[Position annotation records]
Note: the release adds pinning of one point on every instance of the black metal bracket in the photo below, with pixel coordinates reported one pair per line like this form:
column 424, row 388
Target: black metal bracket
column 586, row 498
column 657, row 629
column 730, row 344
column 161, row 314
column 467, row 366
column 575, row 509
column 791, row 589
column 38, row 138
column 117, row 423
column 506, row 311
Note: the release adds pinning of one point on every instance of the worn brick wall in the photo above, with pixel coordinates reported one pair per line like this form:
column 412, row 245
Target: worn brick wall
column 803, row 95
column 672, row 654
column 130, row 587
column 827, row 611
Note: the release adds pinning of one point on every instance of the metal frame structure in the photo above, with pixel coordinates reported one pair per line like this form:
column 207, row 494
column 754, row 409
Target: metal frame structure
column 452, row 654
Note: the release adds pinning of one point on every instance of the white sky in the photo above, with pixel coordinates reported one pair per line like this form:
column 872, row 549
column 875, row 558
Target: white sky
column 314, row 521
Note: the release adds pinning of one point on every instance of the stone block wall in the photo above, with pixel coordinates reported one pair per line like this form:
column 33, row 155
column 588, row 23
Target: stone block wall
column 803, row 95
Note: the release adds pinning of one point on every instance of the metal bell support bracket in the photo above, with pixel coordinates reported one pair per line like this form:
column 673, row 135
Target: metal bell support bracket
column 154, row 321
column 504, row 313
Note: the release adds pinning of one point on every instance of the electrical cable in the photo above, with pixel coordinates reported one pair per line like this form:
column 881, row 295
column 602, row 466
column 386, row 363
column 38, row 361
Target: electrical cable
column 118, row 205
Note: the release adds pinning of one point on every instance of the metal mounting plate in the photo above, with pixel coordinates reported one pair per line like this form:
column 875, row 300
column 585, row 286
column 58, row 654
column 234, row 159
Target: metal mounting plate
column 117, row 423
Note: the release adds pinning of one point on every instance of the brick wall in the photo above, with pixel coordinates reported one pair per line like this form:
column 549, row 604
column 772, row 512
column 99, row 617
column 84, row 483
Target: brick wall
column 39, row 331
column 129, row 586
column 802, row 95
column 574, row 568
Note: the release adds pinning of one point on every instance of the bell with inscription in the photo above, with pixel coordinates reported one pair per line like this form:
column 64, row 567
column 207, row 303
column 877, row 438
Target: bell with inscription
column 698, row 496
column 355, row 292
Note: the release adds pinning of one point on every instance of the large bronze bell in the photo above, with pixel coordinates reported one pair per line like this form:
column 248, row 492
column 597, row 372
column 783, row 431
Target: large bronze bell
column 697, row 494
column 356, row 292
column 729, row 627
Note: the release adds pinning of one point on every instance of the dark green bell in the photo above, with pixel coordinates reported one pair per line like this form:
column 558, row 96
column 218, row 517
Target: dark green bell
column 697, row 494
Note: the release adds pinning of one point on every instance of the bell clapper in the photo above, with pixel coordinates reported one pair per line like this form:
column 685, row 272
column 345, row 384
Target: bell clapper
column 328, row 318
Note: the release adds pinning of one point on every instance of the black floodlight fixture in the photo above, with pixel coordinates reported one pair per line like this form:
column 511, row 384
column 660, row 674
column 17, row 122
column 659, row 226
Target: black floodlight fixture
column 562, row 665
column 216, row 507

▶ **Do this**
Write out, without any changes, everything in the records from the line containing "of the large" down to the final line.

▶ **Answer to this task**
Note: the release adds pinning of one point on every instance of the large bronze bell in the photo above, with pixel coordinates reported one pair per line like this form:
column 248, row 492
column 597, row 372
column 783, row 431
Target: large bronze bell
column 697, row 494
column 356, row 292
column 729, row 627
Note: the release adds pinning of one point on every instance of the dark green bell in the photo above, with pixel coordinates reported one pair per line like this form:
column 558, row 96
column 218, row 517
Target: dark green bell
column 697, row 494
Note: the release adds pinning of one point on every instance of the bell clapper in the photo above, with pixel coordinates reported one pair per line like this form:
column 685, row 272
column 345, row 384
Target: bell clapper
column 328, row 318
Note: the release adds pinning of one point on every instance of the black floodlight fixture in the photo above, with pixel coordinates reported one pair per line like this form:
column 511, row 384
column 660, row 674
column 17, row 122
column 659, row 226
Target: black floodlight fixture
column 562, row 665
column 216, row 507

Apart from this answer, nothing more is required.